Detection examples

* * * * * * * * *

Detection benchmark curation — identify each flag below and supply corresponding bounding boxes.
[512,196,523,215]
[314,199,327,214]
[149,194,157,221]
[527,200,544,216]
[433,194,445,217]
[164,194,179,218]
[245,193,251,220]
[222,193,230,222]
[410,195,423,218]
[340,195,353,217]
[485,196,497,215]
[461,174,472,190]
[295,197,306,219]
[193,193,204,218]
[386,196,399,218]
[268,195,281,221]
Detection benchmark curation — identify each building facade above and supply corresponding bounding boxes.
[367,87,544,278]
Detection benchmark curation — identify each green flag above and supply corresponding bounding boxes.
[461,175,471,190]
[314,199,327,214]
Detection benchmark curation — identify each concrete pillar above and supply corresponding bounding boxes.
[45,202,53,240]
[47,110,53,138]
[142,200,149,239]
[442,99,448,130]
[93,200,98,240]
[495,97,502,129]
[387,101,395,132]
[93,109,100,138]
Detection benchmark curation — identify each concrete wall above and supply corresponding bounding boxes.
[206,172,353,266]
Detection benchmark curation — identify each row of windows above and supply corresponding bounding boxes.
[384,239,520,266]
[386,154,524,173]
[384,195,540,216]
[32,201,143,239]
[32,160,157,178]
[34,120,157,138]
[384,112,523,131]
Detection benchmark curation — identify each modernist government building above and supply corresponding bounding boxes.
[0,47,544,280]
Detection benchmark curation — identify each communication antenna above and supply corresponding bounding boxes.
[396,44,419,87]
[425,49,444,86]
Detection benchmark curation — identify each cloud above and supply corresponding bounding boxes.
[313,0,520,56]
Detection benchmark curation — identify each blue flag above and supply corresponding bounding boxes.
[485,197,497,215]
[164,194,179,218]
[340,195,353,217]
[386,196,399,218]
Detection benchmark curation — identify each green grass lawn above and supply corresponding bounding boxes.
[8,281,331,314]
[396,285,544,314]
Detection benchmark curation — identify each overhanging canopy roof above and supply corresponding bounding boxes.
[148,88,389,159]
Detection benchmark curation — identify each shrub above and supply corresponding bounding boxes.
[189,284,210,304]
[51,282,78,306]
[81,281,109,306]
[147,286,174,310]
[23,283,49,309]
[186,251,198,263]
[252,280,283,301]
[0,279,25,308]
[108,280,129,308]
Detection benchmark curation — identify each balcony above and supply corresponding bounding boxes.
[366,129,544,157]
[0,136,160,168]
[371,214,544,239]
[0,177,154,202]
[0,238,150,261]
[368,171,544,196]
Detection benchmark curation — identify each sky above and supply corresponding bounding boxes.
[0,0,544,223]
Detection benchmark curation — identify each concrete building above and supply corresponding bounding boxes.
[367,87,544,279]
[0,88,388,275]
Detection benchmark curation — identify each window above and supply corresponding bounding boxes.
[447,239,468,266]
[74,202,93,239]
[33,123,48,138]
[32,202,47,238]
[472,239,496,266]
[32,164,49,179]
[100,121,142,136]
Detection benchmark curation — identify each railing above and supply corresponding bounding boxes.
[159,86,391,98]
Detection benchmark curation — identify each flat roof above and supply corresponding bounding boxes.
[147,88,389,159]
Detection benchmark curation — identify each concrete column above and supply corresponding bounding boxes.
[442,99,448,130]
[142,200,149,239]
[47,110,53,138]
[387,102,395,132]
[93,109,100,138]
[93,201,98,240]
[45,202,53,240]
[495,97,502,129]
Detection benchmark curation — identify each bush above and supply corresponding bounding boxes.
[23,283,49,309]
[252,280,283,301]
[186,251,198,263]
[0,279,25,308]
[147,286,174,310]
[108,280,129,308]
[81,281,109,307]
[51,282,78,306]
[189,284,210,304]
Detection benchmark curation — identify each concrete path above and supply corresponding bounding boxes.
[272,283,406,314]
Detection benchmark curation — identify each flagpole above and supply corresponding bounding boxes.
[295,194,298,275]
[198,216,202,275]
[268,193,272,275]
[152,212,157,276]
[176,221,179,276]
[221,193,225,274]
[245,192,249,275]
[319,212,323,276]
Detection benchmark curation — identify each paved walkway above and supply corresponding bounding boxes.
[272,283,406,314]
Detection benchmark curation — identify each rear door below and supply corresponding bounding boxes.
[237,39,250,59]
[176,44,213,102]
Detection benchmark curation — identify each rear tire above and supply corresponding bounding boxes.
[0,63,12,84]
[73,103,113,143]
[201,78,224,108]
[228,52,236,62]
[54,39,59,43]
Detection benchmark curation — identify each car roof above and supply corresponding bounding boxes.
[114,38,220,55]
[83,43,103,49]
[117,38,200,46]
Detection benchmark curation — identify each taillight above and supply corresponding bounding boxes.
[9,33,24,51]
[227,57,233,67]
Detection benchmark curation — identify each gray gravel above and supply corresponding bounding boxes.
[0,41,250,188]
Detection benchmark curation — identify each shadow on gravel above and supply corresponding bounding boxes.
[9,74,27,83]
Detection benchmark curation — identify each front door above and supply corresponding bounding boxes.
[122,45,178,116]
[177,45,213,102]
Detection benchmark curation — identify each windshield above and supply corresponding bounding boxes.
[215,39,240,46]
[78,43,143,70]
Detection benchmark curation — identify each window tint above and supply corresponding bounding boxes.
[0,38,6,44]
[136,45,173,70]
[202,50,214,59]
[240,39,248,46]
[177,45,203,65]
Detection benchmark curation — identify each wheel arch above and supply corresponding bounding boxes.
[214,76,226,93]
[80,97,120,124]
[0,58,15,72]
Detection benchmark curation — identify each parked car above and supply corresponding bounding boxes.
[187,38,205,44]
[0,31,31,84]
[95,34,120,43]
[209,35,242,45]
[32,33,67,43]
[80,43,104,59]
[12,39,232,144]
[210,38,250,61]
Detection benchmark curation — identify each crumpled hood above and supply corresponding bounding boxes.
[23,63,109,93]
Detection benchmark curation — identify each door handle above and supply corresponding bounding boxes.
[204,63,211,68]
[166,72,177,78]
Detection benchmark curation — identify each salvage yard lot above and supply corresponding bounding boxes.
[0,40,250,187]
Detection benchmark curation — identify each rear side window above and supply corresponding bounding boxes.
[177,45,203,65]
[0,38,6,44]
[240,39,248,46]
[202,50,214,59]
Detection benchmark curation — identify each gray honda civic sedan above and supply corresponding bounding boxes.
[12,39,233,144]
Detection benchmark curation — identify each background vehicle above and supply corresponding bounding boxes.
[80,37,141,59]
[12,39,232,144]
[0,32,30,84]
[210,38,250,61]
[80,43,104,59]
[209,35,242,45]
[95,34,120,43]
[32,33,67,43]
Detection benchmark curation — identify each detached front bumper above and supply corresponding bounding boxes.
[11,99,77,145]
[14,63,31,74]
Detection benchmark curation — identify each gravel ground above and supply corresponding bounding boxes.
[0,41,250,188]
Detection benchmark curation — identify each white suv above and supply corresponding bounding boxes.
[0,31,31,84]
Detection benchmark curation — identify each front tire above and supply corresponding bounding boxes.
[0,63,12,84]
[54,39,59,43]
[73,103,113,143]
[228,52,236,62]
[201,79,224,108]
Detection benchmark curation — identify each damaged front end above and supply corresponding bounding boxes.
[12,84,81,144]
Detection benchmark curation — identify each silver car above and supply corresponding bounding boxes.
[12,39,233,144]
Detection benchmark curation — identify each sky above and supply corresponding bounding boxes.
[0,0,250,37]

* * * * * * * * *

* _Given exercise_
Copy out the records from the line with "Detection benchmark curation — identify each concrete path" to the line with "[0,58,15,72]", including the requests. Add 47 to every bounding box coordinate.

* _The solution_
Detection benchmark curation — identify each concrete path above and supply corresponding bounding boxes.
[319,330,453,361]
Detection benchmark curation — identify each flagpole above and supply corresponding bounding boxes.
[342,241,345,322]
[245,263,249,322]
[315,240,319,322]
[199,259,204,323]
[223,268,226,323]
[268,240,272,321]
[292,239,296,322]
[366,259,370,323]
Detection benchmark curation — identify each paved walkway above and supply corresponding bounding boxes.
[319,330,453,361]
Detection benchmark curation — identify each rear door below and supply corresponding bounding boxes.
[284,86,297,106]
[223,91,260,149]
Detection benchmark curation — identify each rear tire above and supply corresponding bounding boxes.
[47,110,59,131]
[120,150,160,190]
[248,125,271,155]
[275,99,283,109]
[101,86,106,90]
Detection benchmark curation — identify each car roof above and supply corresponding bounding boxes.
[161,85,267,102]
[130,90,150,96]
[164,85,247,93]
Detection benchmark curation — identify each taillight above and supply corresponding bounding boxes.
[56,80,71,98]
[274,104,280,114]
Detection benchmark curation — identify each gray gravel above and supply corresponding bounding boxes.
[47,88,297,235]
Detection benchmark curation — identify each shadow on gravel above and supply corresponding bounding boxes.
[56,121,74,130]
Detection benchmark curation — identify each front door above and supply corresponding bounding boxes.
[169,92,225,163]
[224,92,260,149]
Detection benchmark curation — identify each windshield above and supply corresponding bounding boxes.
[262,86,287,93]
[125,90,190,117]
Detection benchmark curation — identify each window tint above and supply corresponding bounding boxes.
[47,85,53,91]
[183,92,220,117]
[249,97,261,106]
[287,86,295,93]
[224,92,250,112]
Detection benchmark curation — identify each wheel arch above and supply corresponding bounding boxes.
[261,123,273,140]
[127,144,167,171]
[47,105,62,119]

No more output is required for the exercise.